TEXTE CITÉ ::
↓

3 Notre problématique est alors la suivante : dans quelle mesure ces plates-formes qui structurent le CS, transforment-elles le rapport au travail, la relation du travailleur à l’entreprise, voire le statut même du travail dans une société et une économie numérisées ? Pour répondre à cette question, nous proposons d’aborder le CS comme un système sociotechnique « en train de se faire ». Nous attachant à montrer comment le CS et son environnement se construisent simultanément, comment les dimensions sociales et techniques interagissent pour réunir les figures du consommateur et du travailleur, de l’expert et du profane, nous mettons en évidence un certain nombre de controverses portées par des acteurs et des utilisateurs aux intérêts différents. Nous en retenons trois que nous illustrons par des cas emblématiques. Elles nous permettent de débattre des évolutions du travail que met en scène le CS.

↑

DONNÉES ENREGISTRÉES ::
↓

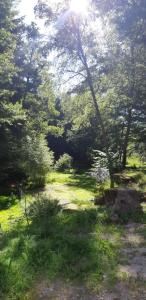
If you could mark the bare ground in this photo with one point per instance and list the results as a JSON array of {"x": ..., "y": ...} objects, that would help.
[{"x": 131, "y": 274}]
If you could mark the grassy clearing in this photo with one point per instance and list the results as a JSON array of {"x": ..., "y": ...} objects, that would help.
[
  {"x": 77, "y": 250},
  {"x": 81, "y": 246}
]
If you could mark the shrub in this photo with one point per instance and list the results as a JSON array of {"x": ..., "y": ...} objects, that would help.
[
  {"x": 38, "y": 160},
  {"x": 42, "y": 214},
  {"x": 64, "y": 163},
  {"x": 7, "y": 201}
]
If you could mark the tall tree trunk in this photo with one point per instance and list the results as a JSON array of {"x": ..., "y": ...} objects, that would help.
[
  {"x": 97, "y": 111},
  {"x": 126, "y": 140}
]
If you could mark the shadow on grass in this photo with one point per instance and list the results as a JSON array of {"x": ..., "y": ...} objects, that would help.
[
  {"x": 70, "y": 250},
  {"x": 83, "y": 180}
]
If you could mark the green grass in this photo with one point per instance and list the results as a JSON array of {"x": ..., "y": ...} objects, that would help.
[
  {"x": 81, "y": 247},
  {"x": 76, "y": 251}
]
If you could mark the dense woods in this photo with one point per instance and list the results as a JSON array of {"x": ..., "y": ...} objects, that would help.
[
  {"x": 73, "y": 104},
  {"x": 99, "y": 62}
]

↑

TÂCHES À RÉALISER ::
a - Dans l'extrait sur les plates-formes du CS, relevez toutes les figures que le CS réunit selon le texte.
b - Poursuivez l'extrait sur les plates-formes du CS à partir de sa dernière phrase.

RÉPONSES ::
a - Le consommateur, le travailleur, l'expert et le profane.

b -
I – Le crowdsourcing : système sociotechnique en construction

4 À l’instar de Brabham (2013) invitant à faire « converser » des champs disciplinaires variés pour approfondir la recherche sur le CS, nous mobilisons une grille de lecture issue de la sociologie de l’innovation (Akrich, 1989) afin d’appréhender les interactions entre les dimensions sociales et techniques du CS.

1. La notion de système sociotechnique

5 On doit à l’école sociotechnique la vision de « l’entreprise comme système sociotechnique ouvert immergé dans son environnement » (Liu, 2012, p. 1790). Affirmer l’interdépendance des environnements techniques, socio-économiques et organisationnels permet de sortir d’une vision déterministe du changement technique. Les liens entre progrès technique et qualification, les interactions homme/machine, entre hommes mais médiatisées par la machine, entre machines (impliquant en amont des concepteurs et des techniciens) ont en effet souvent donné lieu à des interprétations opposées selon qu’on adopte une perspective technocentrique où « l’acteur social n’occupe qu’une place résiduelle » ou une perspective anthropocentrique où « l’on raisonne en termes de codétermination mutuelle » (Gilbert, 2012, p. 1529).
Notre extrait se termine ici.